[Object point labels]
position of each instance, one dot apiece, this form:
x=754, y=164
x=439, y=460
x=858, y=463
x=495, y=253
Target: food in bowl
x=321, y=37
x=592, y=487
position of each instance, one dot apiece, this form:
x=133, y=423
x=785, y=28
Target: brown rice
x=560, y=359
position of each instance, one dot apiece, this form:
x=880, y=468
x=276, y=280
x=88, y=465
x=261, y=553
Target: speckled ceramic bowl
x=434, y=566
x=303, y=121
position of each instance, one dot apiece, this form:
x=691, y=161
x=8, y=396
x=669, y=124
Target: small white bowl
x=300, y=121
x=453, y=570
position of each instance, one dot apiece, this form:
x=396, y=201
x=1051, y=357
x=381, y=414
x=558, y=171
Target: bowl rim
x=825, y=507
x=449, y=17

Task statement:
Each record above should be restated word for word.

Response below:
position of each instance, one dot apiece, this form:
x=754, y=164
x=439, y=460
x=858, y=463
x=495, y=253
Target: food in bowl
x=321, y=37
x=592, y=487
position of each instance, one dot apiece, this form:
x=133, y=423
x=785, y=28
Target: brown rice
x=560, y=359
position of each instance, one dot apiece, this form:
x=880, y=468
x=276, y=280
x=88, y=465
x=261, y=553
Target: speckled ceramic bowl
x=434, y=566
x=303, y=121
position of each instance, one dot apiece, this form:
x=691, y=161
x=8, y=396
x=669, y=124
Target: small white bowl
x=300, y=121
x=453, y=570
position of each instance, one dot apiece, this form:
x=396, y=201
x=1051, y=357
x=381, y=414
x=558, y=171
Target: bowl rim
x=825, y=507
x=449, y=17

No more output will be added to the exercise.